** Document **
- - - - - - -
Lushan Tribe (Forest Museum)
A 40-minute drive from downtown Taitung, there is a magnificent forest in mountainous Dulan, south of the Costal Range in eastern Taiwan. It is the most well-conserved mid and low altitude mixed species forest (Taiwan Phoebe and Banyan) in Taiwan.
In the forest, some indigenous people established a tribe called Luanshan some years ago. These people used to live in Neibenlu (1,000-1,200 meters above the sea level), but was forced to relocate to this site during the Japanese Rule. The Bununs called Lushan “Sazasa,” meaning “a place where sugar canes grow tall, animals jump about, and people live well.”
Today, the residents have all moved away, but the tribal site remains. Thus it was turned into an open-air forest museum with no fences, buildings or electricity at all, so that the surrounding forest may be kept. This makes museum look like a scene from the film Avatar.
Museum director Aliman and his tribal friends have been systematically protecting the forests, especially the precious giant Banyan trees. They hold environment protection and culture reconstruction educational activities, cross-tribal events, tribal stays, outdoor spiritual workshops and ecological tours, so as to connect more with the public and bring their attention to forest conservation.
- - - - - - -
[Dataset records]
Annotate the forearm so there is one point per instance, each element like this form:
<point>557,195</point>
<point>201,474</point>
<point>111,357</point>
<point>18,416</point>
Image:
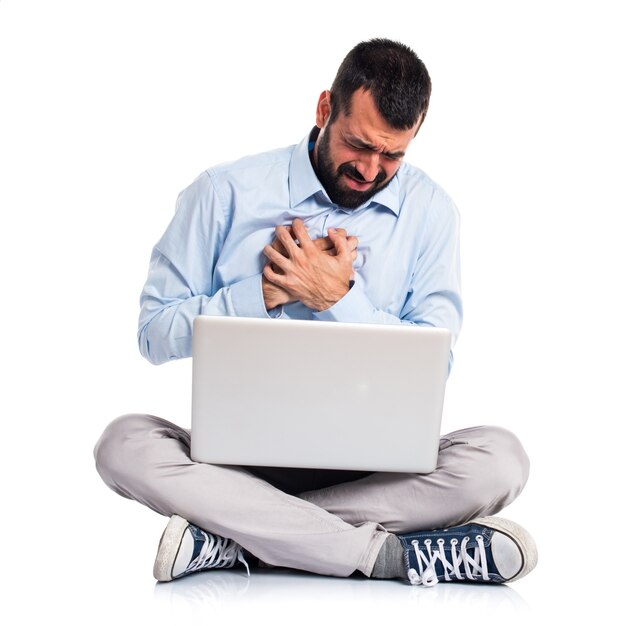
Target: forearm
<point>442,309</point>
<point>165,325</point>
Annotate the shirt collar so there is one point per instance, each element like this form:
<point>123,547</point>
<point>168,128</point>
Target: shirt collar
<point>303,183</point>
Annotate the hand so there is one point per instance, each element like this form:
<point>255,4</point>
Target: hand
<point>316,272</point>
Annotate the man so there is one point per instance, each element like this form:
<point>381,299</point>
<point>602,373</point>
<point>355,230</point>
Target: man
<point>336,228</point>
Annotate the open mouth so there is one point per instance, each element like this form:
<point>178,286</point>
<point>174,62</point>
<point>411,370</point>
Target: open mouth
<point>359,184</point>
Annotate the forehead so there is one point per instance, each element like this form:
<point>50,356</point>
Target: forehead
<point>366,123</point>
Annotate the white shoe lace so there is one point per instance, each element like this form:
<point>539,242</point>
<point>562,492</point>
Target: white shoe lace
<point>461,567</point>
<point>217,552</point>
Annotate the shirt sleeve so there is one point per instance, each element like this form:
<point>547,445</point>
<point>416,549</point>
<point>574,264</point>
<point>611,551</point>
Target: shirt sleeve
<point>434,296</point>
<point>180,283</point>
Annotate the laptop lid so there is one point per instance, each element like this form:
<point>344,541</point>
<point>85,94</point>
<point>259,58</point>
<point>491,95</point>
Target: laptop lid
<point>312,394</point>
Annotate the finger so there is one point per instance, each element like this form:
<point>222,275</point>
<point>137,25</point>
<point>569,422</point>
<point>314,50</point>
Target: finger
<point>340,243</point>
<point>276,258</point>
<point>323,244</point>
<point>279,247</point>
<point>272,276</point>
<point>301,233</point>
<point>285,237</point>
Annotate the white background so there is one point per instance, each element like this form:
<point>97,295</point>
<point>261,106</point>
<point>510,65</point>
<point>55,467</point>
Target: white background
- - - - - - -
** List of tasks **
A - Retype the dataset rows from the line containing "Annotate the finger" through the last of the rows, including both ends.
B - Extend the text on the Lushan forest museum past its final sentence.
The dataset rows are unrelated to the text on the Lushan forest museum.

** Results by task **
A -
Annotate the finger so there is one point per instance, each element like this form:
<point>222,275</point>
<point>137,25</point>
<point>569,422</point>
<point>314,50</point>
Target: finger
<point>340,243</point>
<point>276,258</point>
<point>323,244</point>
<point>279,247</point>
<point>272,276</point>
<point>301,233</point>
<point>285,237</point>
Annotate the white background so there is one point per instance, each element like this form:
<point>97,295</point>
<point>261,106</point>
<point>510,65</point>
<point>55,467</point>
Target: white background

B -
Over the last few years, the museum has become a favorite of both domestic and international visitors coming to the East Rift Valley. It was also selected to be a scene of CZ12: Chinese Zodiac, a film starring internationally renowned actor Jackie Chan in 2011.
Come and feel its beauty!
Reservations must be made.
There are no road signs leading to the museum, and traffic is controlled. Please call director Aliman at 0911-154806 ,
register on the website http://www.forestculturemuseum.com.tw/
or reserve through firstname.lastname@example.org.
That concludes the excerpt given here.